**EXCERPT PROVIDED**
[start]
10. Text-to-image architecture — Stable Diffusion as a whole factory¶
~12 min read. The thing that turns separate ideas into one product pipeline.
Built on the ELI5 in 00-eli5.md. The blueprint — the text conditioning signal — flows through a full factory here: text encoder, noisy latent, U-Net denoiser, sampler, and VAE decoder.
1) See the whole factory before any formula¶
Do not stare at one network first.
See the whole factory.
A text-to-image system is a relay race.
The prompt is encoded.
Noise lives in latent space.
The U-Net denoises while reading text context.
The scheduler decides the step path.
The VAE decoder turns the final latent into pixels.
┌────────┐ tokens ┌────────────┐ context ┌──────────┐ latent path ┌────────┐
│ prompt │ ───────→ │ text encoder│ ───────→ │ U-Net │ ────────────→ │ decoder│
└────────┘ └────────────┘ └────┬─────┘ └───┬────┘
▲ │
noisy latent z_t ────┘ ▼
image
That picture saves hours of confusion.
If prompt adherence is weak, maybe the text side is weak.
If composition is fine but textures are muddy, maybe the sampler or decoder is the bottleneck.
If repeated runs differ wildly, maybe scheduler choice or seed handling is the issue.
SDXL, Adobe Firefly, Microsoft Designer, and Leonardo-style tools all live or die by this system view.
2) A worked shape example across the pipeline¶
Use a standard 512 × 512 generation setup.
Suppose the tokenizer keeps up to 77 text tokens.
Suppose the text encoder outputs width 768 per token.
Then the text context shape is 77 × 768.
Good.
That is the recall shape.
Now the image side.
The noisy latent might be 64 × 64 × 4.
The U-Net takes that latent and the 77 × 768 context together.
[end]
[Dataset rows showing where objects appear]
[start]
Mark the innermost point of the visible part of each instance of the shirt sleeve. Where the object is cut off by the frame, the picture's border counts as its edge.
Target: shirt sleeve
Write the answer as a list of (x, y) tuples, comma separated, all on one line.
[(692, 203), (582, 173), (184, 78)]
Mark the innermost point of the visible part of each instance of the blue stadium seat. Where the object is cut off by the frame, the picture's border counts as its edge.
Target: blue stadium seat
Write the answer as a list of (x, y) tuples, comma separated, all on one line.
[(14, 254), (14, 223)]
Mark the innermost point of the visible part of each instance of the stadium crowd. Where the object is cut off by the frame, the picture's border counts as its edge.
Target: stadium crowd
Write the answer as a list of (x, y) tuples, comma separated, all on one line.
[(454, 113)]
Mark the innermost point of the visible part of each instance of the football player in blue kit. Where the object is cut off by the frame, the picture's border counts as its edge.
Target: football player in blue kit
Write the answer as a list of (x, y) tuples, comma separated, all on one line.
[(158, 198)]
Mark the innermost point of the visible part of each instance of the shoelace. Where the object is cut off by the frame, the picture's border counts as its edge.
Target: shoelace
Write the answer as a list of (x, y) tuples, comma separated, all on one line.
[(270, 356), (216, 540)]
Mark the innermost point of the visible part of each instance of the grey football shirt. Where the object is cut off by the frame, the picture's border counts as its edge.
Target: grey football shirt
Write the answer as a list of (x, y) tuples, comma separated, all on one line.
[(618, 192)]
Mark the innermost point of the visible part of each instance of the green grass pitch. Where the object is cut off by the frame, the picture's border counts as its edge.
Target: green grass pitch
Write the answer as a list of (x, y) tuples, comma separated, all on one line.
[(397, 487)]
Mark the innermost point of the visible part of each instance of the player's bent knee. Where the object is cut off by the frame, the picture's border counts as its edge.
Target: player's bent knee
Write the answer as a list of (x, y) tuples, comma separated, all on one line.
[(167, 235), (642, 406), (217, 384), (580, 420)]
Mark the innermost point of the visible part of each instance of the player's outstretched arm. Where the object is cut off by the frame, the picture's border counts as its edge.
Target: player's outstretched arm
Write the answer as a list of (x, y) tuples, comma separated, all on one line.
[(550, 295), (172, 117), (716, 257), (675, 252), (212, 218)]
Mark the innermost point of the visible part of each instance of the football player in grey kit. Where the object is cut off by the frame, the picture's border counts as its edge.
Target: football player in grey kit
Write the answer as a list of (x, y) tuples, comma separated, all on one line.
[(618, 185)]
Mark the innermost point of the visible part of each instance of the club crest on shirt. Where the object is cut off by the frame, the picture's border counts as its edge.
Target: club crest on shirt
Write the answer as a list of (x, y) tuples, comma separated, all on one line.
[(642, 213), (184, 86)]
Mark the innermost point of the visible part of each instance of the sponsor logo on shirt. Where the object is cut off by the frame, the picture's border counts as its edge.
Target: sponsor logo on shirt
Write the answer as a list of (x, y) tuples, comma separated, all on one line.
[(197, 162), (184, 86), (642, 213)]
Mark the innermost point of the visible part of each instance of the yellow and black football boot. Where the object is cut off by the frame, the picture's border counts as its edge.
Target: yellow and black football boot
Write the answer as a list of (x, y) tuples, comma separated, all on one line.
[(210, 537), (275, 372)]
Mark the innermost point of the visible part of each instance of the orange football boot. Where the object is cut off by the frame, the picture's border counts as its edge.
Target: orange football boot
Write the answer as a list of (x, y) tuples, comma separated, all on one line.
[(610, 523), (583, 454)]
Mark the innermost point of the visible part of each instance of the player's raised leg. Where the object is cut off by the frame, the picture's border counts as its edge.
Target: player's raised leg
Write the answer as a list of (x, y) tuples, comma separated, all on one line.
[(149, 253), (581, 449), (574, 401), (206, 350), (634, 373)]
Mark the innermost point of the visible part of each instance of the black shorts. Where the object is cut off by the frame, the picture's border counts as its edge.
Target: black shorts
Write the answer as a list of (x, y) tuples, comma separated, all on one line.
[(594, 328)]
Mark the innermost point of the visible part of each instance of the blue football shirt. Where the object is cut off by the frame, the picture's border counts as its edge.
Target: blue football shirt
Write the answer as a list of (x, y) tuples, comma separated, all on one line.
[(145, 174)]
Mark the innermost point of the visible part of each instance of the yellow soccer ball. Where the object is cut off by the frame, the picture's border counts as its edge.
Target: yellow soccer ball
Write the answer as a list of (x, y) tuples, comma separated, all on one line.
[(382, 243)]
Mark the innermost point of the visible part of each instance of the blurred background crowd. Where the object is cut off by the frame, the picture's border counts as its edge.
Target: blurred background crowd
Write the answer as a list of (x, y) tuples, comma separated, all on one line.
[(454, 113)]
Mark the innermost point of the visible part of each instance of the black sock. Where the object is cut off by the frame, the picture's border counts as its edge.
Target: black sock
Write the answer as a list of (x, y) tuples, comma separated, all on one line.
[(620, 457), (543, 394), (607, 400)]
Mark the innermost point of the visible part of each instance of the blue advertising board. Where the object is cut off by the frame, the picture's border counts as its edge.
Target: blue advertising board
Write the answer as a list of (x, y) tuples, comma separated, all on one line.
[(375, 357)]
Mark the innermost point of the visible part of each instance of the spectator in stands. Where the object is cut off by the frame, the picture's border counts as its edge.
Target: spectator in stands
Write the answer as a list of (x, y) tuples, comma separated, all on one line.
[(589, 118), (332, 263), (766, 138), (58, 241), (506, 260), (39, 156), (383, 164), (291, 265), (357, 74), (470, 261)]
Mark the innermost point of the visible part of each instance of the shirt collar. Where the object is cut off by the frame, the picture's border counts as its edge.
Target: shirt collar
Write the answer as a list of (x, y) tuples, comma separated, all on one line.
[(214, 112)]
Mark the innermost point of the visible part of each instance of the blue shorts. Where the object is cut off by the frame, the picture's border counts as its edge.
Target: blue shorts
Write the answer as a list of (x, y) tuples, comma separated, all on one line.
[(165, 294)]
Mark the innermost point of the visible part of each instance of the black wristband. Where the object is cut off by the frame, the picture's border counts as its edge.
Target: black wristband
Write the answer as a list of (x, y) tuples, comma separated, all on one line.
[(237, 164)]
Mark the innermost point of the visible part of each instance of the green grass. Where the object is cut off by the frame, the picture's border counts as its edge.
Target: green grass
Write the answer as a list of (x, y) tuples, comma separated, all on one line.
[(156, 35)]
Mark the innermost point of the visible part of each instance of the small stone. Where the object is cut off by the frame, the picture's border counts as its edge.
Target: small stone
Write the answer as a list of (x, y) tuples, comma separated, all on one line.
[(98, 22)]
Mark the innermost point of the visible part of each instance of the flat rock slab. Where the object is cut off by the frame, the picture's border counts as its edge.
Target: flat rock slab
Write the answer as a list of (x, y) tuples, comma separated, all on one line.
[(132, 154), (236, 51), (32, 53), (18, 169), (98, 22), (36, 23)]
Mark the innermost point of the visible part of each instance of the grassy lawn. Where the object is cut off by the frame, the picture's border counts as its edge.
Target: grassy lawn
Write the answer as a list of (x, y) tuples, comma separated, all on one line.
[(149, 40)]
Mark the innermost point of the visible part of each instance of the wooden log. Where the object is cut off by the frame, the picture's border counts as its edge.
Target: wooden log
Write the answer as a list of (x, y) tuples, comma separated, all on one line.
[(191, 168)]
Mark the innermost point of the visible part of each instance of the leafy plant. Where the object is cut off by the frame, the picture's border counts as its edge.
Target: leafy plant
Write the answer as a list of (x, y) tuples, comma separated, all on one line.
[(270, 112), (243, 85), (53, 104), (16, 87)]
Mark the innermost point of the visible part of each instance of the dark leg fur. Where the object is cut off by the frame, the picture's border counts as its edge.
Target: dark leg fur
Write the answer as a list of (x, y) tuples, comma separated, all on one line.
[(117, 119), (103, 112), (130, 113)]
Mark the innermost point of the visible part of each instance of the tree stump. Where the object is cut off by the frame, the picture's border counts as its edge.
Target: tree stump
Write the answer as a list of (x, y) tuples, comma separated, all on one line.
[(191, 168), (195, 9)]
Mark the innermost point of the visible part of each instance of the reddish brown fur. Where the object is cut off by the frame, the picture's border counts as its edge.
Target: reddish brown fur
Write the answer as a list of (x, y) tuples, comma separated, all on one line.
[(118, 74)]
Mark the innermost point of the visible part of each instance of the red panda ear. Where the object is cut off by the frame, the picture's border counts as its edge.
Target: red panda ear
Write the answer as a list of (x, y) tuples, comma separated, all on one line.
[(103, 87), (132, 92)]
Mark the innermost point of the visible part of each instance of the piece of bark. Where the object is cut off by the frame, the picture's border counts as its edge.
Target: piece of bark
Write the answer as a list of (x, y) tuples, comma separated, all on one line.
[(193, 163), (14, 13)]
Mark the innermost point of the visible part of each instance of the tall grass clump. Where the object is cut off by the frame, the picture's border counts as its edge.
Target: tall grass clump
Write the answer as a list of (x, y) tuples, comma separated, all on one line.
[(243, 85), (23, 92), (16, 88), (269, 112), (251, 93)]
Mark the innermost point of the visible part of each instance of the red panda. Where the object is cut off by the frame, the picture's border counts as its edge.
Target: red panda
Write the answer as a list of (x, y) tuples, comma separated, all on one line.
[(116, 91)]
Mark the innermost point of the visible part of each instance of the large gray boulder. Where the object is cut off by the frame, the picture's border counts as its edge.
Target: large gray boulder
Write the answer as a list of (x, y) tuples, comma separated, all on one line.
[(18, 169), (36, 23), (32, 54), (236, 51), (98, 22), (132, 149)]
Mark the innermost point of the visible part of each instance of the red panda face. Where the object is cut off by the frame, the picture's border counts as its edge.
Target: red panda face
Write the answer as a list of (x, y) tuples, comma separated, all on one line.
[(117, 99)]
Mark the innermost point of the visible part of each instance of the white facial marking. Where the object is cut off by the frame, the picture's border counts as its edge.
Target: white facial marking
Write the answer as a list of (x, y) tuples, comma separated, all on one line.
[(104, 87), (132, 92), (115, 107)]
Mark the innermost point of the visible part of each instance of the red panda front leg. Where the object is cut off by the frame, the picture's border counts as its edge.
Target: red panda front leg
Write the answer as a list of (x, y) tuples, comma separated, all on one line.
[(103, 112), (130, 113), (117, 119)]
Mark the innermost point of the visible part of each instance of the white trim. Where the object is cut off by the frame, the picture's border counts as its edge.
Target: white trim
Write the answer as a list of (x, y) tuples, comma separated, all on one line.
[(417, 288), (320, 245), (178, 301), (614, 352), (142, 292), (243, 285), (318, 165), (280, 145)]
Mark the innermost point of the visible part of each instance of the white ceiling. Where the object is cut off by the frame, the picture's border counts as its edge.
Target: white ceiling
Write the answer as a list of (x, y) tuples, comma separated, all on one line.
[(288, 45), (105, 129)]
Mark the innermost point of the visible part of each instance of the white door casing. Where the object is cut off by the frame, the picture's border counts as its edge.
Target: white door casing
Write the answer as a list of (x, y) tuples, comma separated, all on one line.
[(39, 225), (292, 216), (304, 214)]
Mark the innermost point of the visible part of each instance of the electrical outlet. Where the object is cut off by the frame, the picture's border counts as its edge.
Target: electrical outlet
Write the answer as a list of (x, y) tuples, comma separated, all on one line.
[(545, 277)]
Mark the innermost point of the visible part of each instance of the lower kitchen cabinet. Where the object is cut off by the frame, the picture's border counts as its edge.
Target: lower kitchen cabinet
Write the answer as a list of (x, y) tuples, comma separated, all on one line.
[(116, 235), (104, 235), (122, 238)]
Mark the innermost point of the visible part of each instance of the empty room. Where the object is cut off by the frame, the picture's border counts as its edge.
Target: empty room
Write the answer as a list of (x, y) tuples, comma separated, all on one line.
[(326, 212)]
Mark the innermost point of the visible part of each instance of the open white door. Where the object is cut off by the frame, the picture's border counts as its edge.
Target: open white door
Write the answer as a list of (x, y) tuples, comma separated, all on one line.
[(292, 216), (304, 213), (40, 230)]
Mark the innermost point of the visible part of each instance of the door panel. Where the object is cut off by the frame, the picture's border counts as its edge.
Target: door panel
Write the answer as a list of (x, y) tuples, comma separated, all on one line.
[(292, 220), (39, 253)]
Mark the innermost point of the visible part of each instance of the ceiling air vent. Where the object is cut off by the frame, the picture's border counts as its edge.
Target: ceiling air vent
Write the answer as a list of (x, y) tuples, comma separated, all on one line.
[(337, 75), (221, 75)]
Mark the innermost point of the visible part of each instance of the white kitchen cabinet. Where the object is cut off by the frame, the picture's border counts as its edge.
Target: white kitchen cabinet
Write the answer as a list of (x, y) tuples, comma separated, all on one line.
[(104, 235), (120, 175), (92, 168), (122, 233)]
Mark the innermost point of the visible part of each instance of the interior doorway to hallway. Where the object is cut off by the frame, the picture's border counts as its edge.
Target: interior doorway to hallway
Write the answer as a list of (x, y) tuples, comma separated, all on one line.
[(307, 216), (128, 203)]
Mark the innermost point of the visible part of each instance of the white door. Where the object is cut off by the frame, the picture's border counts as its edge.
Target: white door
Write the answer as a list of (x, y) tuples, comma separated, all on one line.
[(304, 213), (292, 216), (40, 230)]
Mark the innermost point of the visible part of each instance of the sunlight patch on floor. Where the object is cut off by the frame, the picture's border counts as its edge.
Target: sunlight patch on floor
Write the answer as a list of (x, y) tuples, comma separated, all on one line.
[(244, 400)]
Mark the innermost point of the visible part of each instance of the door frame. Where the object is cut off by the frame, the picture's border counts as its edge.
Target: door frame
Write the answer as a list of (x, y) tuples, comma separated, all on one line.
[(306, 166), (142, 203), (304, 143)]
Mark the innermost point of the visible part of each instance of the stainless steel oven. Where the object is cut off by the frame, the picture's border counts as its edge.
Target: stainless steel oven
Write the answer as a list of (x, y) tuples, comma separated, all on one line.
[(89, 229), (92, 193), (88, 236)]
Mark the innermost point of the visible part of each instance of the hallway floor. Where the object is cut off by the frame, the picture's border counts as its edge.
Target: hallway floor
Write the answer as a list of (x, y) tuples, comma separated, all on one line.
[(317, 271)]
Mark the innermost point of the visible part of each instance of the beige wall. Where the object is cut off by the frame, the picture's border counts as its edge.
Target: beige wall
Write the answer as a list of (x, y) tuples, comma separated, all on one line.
[end]
**WRITTEN PROBLEM A**
Reproduce word for word the passage of the Stable Diffusion page starting at "If repeated runs" and ending at "77 text tokens.".
**WRITTEN PROBLEM B**
According to the Stable Diffusion page, why is it worth seeing the whole text-to-image pipeline before studying any single network? Answer in one to three sentences.

**EXERCISE ANSWER A**
If repeated runs differ wildly, maybe scheduler choice or seed handling is the issue.
SDXL, Adobe Firefly, Microsoft Designer, and Leonardo-style tools all live or die by this system view.
2) A worked shape example across the pipeline¶
Use a standard 512 × 512 generation setup.
Suppose the tokenizer keeps up to 77 text tokens.

**EXERCISE ANSWER B**
The whole-pipeline picture saves hours of confusion because it helps locate the likely bottleneck. Weak prompt adherence points to the text side, and muddy textures with fine composition point to the sampler or decoder. Wildly differing repeated runs point to scheduler choice or seed handling.